■ Extrait du document:
┏━━
S'agissant de leur demande reconventionnelle, ils soutiennent qu'elle est légitime au regard de l'objet du litige et que le lien suffisant est caractérisé. Ils ajoutent qu'il est de bonne justice de faire instruire en même temps deux contestations relevant de la compétence du juge des référés. Ils ajoutent que la cour rejettera la fin de non-recevoir et sanctionnera M. [X] pour s'être abstenu de le faire dès la première instance dans un but dilatoire.

Ils ajoutent qu'il n'appartient pas au juge des référés ni à la cour de se prononcer sur la validité du bail et qu'il doit s'appliquer tant qu'il n'est pas annulé ou invalidé. Ils font encore valoir que seuls les nus-propriétaires peuvent solliciter l'inopposabilité du bail signé entre un indivisaire et un locataire. Enfin, ils soutiennent qu'il appartient au juge de dire le droit et qu'il peut substituer un fondement à celui revendiqué par une partie.

Par ordonnance du 25 novembre 2021, l'affaire a été fixée à l'audience de plaidoirie du 28 mars 2022. Le même jour, le greffier a adressé l'avis de fixation à bref délai.

L'affaire a été appelée à l'audience du 28 mars 2022.

En application de l'article 455 du code de procédure civile, il convient de se référer aux dernières conclusions des parties pour un plus ample exposé de leurs moyens et prétentions.

MOTIFS DE LA DECISION :

1. Sur la demande d'expertise :

Selon l'article 5 des conditions générales du contrat de bail du 30 juillet 1999, le bailleur a notamment l'obligation de tenir les locaux clos et couverts et d'effectuer les grosses réparations telles que définies par l'article 606 du code civil.

Une même clause est contenue dans le contrat de bail du 1er avril 2010.

A la requête de M. [X], un huissier de justice a dressé, le 3 juin 2021, un procès-verbal de constat évoquant notamment des désordres affectant la gouttière de la toiture du garage, que la toiture du garage est constituée de plaques fibrociment ondulées et de plaques translucides ondulées, sur une structure métallique, qu'un trou, dont il précise la dimension, est apparent sur la toiture, mais également qu'un interstice est apparent entre deux plaques d'éternit ondulées, laissant un jour apparent, qu'une autre plaque d'éternit ondulée est écornée, laissant apparaître le jour. Dans l'atelier secondaire, il a constaté que le plafond s'effrite de manière importante, des gravats jonchant le sol. Enfin, il décrit un ancien tableau électrique comprenant notamment une série de fusibles en porcelaine et un transformateur DERI, outre des disjoncteurs avec fils électriques apparents.
┗━━
■ Données enregistrées:
┏━━
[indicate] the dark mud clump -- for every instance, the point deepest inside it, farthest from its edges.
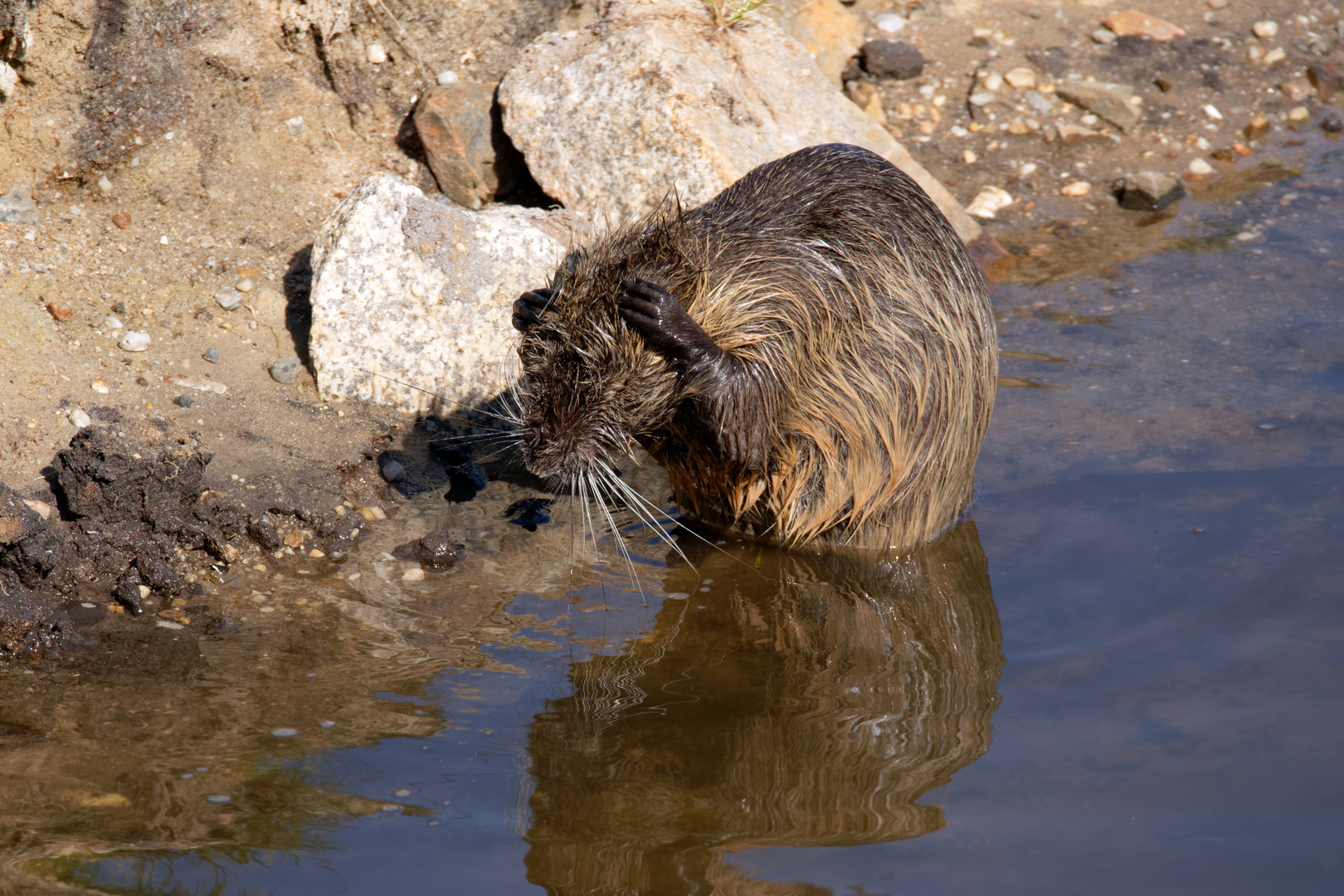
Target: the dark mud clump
(436, 550)
(140, 529)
┗━━
■ Exercice 1:
Les affirmations suivantes concordent-elles avec l'extrait sur le litige relatif aux baux ? (a) L'affaire a été appelée à l'audience du 28 mars 2022. (b) Le procès-verbal de constat a été dressé le 25 novembre 2021. (c) La clause sur les obligations du bailleur figure seulement dans le contrat de bail du 30 juillet 1999. Répondez par oui ou par non, en citant à chaque fois les mots décisifs de l'extrait.
■ Exercice 2:
Rédigez la suite de l'extrait sur le litige relatif aux baux, en partant de sa dernière phrase.

■ Réponse rédigée 1:
(a) Oui : « L'affaire a été appelée à l'audience du 28 mars 2022. »
(b) Non : « le 3 juin 2021, un procès-verbal de constat »
(c) Non : « Une même clause est contenue dans le contrat de bail du 1er avril 2010. »

■ Réponse rédigée 2:
M. [X] produit en outre deux courriers officiels, des 23 avril et 13 mai 2021, de son avocat adressé à l'avocat des intimés les mettant en demeure de remédier aux désordres affectant la toiture et à la non-conformité des installations électriques.

La demande d'expertise de M. [X] porte, outre sur la description des désordres et l'évaluation des travaux propres à y remédier, sur le fait de savoir si certains matériaux et notamment les plaques fibrociment contiennent de l'amiante et d'évaluer leur dangerosité, et sur le fait de savoir si le tableau et les installations électriques sont conformes à la réglementation en vigueur.

Cependant, comme l'a retenu le premier juge, le procès-verbal de constat permet de définir l'objet du litige existant entre les parties. En outre, le différend existant porte sur la question de la qualification juridique des travaux à réaliser en vue de déterminer qui, du bailleur ou du preneur, doit les prendre en charge. Dans ces conditions, la réalisation de l'expertise sollicitée n'est pas utile.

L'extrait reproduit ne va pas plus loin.